§ **Data provided**:
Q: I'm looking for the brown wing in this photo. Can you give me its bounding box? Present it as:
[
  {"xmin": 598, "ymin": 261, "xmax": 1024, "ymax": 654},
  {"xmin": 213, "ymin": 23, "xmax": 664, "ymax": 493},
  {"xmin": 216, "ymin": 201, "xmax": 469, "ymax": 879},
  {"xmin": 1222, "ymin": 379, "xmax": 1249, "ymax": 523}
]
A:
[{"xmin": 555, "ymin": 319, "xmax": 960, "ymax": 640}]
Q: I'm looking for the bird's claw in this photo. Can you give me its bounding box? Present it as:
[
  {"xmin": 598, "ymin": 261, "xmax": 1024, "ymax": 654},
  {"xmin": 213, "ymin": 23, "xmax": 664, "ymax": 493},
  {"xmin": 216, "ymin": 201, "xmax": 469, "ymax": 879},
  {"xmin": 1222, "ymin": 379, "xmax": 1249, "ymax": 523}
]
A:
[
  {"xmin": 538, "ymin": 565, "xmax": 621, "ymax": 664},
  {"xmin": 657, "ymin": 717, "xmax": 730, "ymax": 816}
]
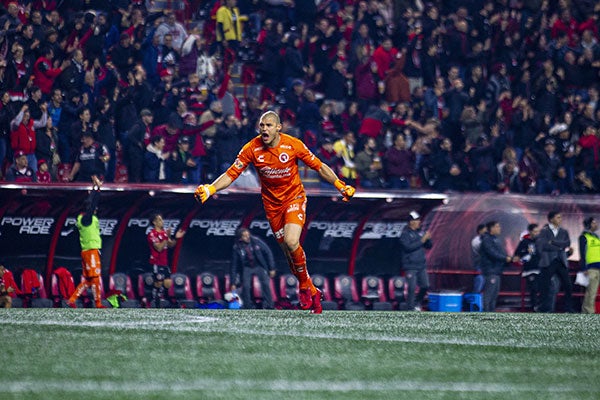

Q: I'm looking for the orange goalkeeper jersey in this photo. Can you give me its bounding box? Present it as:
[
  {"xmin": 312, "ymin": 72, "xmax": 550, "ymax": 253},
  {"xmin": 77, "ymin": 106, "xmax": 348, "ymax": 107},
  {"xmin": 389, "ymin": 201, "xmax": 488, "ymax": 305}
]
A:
[{"xmin": 226, "ymin": 133, "xmax": 323, "ymax": 211}]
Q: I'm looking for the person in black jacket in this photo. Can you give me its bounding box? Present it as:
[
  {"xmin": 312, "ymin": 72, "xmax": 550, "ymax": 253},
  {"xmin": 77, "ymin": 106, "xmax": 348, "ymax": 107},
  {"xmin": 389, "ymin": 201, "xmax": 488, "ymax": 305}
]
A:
[
  {"xmin": 481, "ymin": 221, "xmax": 519, "ymax": 312},
  {"xmin": 515, "ymin": 224, "xmax": 540, "ymax": 311},
  {"xmin": 230, "ymin": 228, "xmax": 276, "ymax": 309},
  {"xmin": 400, "ymin": 211, "xmax": 433, "ymax": 311}
]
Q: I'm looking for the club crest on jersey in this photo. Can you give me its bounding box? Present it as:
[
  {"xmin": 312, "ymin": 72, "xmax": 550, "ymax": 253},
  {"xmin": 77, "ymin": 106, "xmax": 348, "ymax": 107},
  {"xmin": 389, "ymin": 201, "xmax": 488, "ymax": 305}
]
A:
[{"xmin": 279, "ymin": 153, "xmax": 290, "ymax": 163}]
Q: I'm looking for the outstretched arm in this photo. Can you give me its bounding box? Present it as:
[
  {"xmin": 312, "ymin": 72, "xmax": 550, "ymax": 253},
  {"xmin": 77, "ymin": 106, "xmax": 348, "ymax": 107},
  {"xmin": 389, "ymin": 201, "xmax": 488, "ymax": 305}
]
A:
[
  {"xmin": 194, "ymin": 173, "xmax": 233, "ymax": 203},
  {"xmin": 318, "ymin": 163, "xmax": 356, "ymax": 201}
]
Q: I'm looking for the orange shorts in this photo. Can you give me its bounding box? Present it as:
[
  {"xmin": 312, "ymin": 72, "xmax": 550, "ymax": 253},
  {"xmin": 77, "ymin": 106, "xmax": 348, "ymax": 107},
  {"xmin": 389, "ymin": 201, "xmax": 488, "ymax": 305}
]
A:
[
  {"xmin": 81, "ymin": 249, "xmax": 102, "ymax": 278},
  {"xmin": 266, "ymin": 197, "xmax": 306, "ymax": 243}
]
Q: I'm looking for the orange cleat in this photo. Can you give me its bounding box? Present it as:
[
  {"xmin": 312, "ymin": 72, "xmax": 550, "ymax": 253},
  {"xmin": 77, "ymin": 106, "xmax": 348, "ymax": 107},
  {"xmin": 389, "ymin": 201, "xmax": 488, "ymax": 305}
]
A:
[
  {"xmin": 299, "ymin": 288, "xmax": 312, "ymax": 310},
  {"xmin": 310, "ymin": 289, "xmax": 323, "ymax": 314}
]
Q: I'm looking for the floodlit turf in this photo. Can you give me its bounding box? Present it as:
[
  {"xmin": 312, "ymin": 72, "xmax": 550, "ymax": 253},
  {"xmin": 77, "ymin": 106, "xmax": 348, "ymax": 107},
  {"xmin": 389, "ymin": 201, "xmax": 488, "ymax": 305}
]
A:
[{"xmin": 0, "ymin": 309, "xmax": 600, "ymax": 400}]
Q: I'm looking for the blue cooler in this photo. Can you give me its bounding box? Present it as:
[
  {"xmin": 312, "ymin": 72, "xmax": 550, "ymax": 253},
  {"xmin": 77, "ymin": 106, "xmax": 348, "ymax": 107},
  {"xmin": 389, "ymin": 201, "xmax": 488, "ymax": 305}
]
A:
[
  {"xmin": 463, "ymin": 293, "xmax": 483, "ymax": 312},
  {"xmin": 429, "ymin": 292, "xmax": 462, "ymax": 312}
]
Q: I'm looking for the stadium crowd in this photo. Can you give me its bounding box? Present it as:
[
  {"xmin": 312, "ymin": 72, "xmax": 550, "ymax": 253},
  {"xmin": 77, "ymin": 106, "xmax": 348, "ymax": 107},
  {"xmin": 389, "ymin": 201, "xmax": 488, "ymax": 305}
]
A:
[{"xmin": 0, "ymin": 0, "xmax": 600, "ymax": 194}]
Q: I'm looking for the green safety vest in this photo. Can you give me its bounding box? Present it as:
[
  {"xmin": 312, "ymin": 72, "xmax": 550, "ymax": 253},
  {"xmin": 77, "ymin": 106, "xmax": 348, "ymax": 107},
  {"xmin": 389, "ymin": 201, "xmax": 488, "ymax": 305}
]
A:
[
  {"xmin": 77, "ymin": 214, "xmax": 102, "ymax": 250},
  {"xmin": 583, "ymin": 232, "xmax": 600, "ymax": 268}
]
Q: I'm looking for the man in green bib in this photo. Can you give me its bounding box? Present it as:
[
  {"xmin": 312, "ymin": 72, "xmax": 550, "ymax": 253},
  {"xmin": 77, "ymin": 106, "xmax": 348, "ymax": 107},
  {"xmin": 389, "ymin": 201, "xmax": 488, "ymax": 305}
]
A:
[
  {"xmin": 67, "ymin": 175, "xmax": 106, "ymax": 308},
  {"xmin": 579, "ymin": 217, "xmax": 600, "ymax": 314}
]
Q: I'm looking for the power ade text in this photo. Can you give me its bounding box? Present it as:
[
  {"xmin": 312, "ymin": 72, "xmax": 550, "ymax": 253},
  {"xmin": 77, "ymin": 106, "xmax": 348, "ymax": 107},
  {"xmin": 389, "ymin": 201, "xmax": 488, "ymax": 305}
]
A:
[
  {"xmin": 360, "ymin": 222, "xmax": 406, "ymax": 239},
  {"xmin": 127, "ymin": 218, "xmax": 181, "ymax": 235},
  {"xmin": 61, "ymin": 218, "xmax": 119, "ymax": 236},
  {"xmin": 190, "ymin": 219, "xmax": 241, "ymax": 236},
  {"xmin": 308, "ymin": 221, "xmax": 358, "ymax": 239},
  {"xmin": 0, "ymin": 217, "xmax": 54, "ymax": 235}
]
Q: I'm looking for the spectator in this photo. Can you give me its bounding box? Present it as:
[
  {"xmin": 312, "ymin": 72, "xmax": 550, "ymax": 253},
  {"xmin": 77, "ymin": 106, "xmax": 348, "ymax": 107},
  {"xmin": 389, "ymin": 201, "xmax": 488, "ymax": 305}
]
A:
[
  {"xmin": 0, "ymin": 91, "xmax": 16, "ymax": 178},
  {"xmin": 383, "ymin": 133, "xmax": 415, "ymax": 189},
  {"xmin": 354, "ymin": 137, "xmax": 384, "ymax": 188},
  {"xmin": 156, "ymin": 12, "xmax": 186, "ymax": 51},
  {"xmin": 481, "ymin": 221, "xmax": 519, "ymax": 312},
  {"xmin": 146, "ymin": 211, "xmax": 185, "ymax": 308},
  {"xmin": 69, "ymin": 130, "xmax": 110, "ymax": 182},
  {"xmin": 230, "ymin": 228, "xmax": 277, "ymax": 309},
  {"xmin": 215, "ymin": 114, "xmax": 243, "ymax": 172},
  {"xmin": 35, "ymin": 118, "xmax": 60, "ymax": 180},
  {"xmin": 52, "ymin": 90, "xmax": 84, "ymax": 163},
  {"xmin": 514, "ymin": 224, "xmax": 541, "ymax": 311},
  {"xmin": 400, "ymin": 211, "xmax": 433, "ymax": 311},
  {"xmin": 143, "ymin": 135, "xmax": 169, "ymax": 183},
  {"xmin": 33, "ymin": 47, "xmax": 71, "ymax": 97},
  {"xmin": 431, "ymin": 138, "xmax": 464, "ymax": 192},
  {"xmin": 383, "ymin": 52, "xmax": 410, "ymax": 103},
  {"xmin": 471, "ymin": 224, "xmax": 487, "ymax": 293},
  {"xmin": 35, "ymin": 158, "xmax": 52, "ymax": 183},
  {"xmin": 579, "ymin": 217, "xmax": 600, "ymax": 314},
  {"xmin": 4, "ymin": 43, "xmax": 33, "ymax": 101},
  {"xmin": 55, "ymin": 49, "xmax": 85, "ymax": 92},
  {"xmin": 536, "ymin": 211, "xmax": 575, "ymax": 313},
  {"xmin": 199, "ymin": 100, "xmax": 223, "ymax": 138},
  {"xmin": 333, "ymin": 131, "xmax": 357, "ymax": 184},
  {"xmin": 10, "ymin": 104, "xmax": 48, "ymax": 172},
  {"xmin": 6, "ymin": 150, "xmax": 37, "ymax": 182},
  {"xmin": 217, "ymin": 0, "xmax": 248, "ymax": 51},
  {"xmin": 166, "ymin": 136, "xmax": 196, "ymax": 183}
]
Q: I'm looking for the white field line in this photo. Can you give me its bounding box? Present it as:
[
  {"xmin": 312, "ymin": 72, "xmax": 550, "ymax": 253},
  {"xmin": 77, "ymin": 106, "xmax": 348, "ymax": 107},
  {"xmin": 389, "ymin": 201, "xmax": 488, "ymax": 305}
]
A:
[
  {"xmin": 2, "ymin": 379, "xmax": 598, "ymax": 394},
  {"xmin": 4, "ymin": 316, "xmax": 572, "ymax": 349}
]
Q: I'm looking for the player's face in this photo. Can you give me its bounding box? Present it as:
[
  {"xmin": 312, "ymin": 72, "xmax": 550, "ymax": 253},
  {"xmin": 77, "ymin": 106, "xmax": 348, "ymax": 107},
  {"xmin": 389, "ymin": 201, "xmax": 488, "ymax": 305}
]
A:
[{"xmin": 258, "ymin": 115, "xmax": 281, "ymax": 147}]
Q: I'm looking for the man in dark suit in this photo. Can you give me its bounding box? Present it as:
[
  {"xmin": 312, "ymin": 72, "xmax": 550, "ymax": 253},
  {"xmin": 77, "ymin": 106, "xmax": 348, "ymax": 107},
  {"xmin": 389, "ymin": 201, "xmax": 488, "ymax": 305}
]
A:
[{"xmin": 536, "ymin": 211, "xmax": 574, "ymax": 312}]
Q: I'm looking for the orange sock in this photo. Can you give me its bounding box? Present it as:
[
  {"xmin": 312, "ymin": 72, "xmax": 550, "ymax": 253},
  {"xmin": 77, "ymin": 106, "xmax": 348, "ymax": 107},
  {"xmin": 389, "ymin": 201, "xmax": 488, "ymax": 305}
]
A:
[{"xmin": 290, "ymin": 246, "xmax": 317, "ymax": 295}]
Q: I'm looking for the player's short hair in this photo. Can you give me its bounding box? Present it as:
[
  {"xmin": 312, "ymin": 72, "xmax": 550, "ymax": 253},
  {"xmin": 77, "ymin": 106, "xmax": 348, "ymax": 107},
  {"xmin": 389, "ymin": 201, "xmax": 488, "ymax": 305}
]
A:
[
  {"xmin": 260, "ymin": 110, "xmax": 281, "ymax": 125},
  {"xmin": 485, "ymin": 221, "xmax": 498, "ymax": 232},
  {"xmin": 548, "ymin": 210, "xmax": 560, "ymax": 221}
]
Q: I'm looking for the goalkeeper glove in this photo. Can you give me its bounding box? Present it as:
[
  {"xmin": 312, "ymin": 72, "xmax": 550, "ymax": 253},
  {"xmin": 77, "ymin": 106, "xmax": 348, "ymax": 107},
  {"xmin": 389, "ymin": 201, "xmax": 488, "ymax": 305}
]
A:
[
  {"xmin": 333, "ymin": 179, "xmax": 356, "ymax": 201},
  {"xmin": 194, "ymin": 185, "xmax": 217, "ymax": 204}
]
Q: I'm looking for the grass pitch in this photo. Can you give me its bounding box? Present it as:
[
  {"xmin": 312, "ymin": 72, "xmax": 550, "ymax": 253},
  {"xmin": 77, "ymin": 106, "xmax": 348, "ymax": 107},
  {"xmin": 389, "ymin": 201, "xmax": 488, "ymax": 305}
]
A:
[{"xmin": 0, "ymin": 309, "xmax": 600, "ymax": 400}]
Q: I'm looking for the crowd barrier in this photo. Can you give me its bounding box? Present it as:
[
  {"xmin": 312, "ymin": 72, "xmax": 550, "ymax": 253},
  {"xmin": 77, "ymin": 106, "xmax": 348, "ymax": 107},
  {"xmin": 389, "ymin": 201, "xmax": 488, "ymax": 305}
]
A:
[{"xmin": 0, "ymin": 183, "xmax": 600, "ymax": 310}]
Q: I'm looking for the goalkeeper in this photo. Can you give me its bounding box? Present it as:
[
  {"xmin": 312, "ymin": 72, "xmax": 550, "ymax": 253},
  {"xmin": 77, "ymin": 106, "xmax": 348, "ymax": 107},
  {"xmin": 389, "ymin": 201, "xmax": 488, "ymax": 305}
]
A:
[{"xmin": 194, "ymin": 111, "xmax": 355, "ymax": 314}]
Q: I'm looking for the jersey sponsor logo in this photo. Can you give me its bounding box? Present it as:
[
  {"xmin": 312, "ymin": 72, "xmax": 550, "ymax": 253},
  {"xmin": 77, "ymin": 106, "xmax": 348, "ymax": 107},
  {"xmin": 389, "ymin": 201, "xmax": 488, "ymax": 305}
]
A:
[
  {"xmin": 0, "ymin": 217, "xmax": 54, "ymax": 235},
  {"xmin": 279, "ymin": 153, "xmax": 290, "ymax": 164},
  {"xmin": 190, "ymin": 219, "xmax": 241, "ymax": 237},
  {"xmin": 60, "ymin": 218, "xmax": 119, "ymax": 237},
  {"xmin": 360, "ymin": 221, "xmax": 406, "ymax": 239},
  {"xmin": 258, "ymin": 167, "xmax": 292, "ymax": 179},
  {"xmin": 127, "ymin": 218, "xmax": 181, "ymax": 235},
  {"xmin": 308, "ymin": 221, "xmax": 358, "ymax": 239},
  {"xmin": 275, "ymin": 228, "xmax": 283, "ymax": 239}
]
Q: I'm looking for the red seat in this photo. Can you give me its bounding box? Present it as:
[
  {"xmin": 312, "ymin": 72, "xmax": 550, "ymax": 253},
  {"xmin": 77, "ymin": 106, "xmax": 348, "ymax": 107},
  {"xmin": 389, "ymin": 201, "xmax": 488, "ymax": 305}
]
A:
[
  {"xmin": 108, "ymin": 272, "xmax": 136, "ymax": 300},
  {"xmin": 360, "ymin": 275, "xmax": 392, "ymax": 311},
  {"xmin": 21, "ymin": 269, "xmax": 53, "ymax": 308},
  {"xmin": 310, "ymin": 274, "xmax": 339, "ymax": 310},
  {"xmin": 196, "ymin": 272, "xmax": 223, "ymax": 304},
  {"xmin": 334, "ymin": 274, "xmax": 365, "ymax": 310},
  {"xmin": 388, "ymin": 275, "xmax": 406, "ymax": 310},
  {"xmin": 169, "ymin": 273, "xmax": 196, "ymax": 308},
  {"xmin": 277, "ymin": 274, "xmax": 299, "ymax": 309}
]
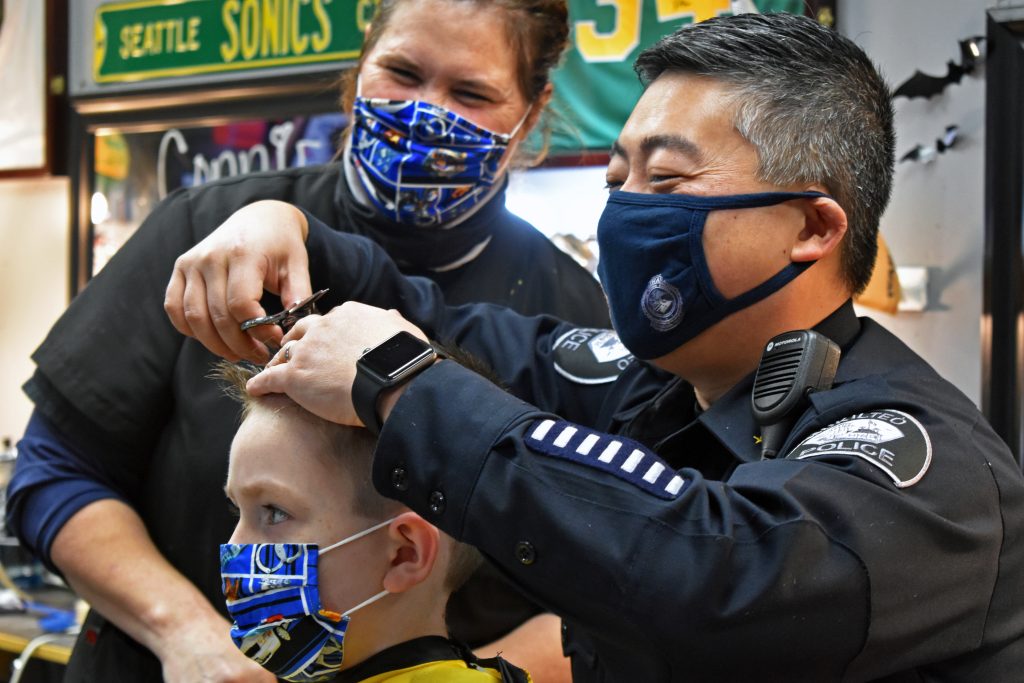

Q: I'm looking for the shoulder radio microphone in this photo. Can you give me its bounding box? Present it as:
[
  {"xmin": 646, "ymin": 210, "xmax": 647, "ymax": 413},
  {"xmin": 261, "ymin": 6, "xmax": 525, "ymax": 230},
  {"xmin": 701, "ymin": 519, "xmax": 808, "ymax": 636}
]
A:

§ **What the exercise asks**:
How many lines in the entries above contain the word "crowd"? Reply with the number alone.

§ **Reply**:
2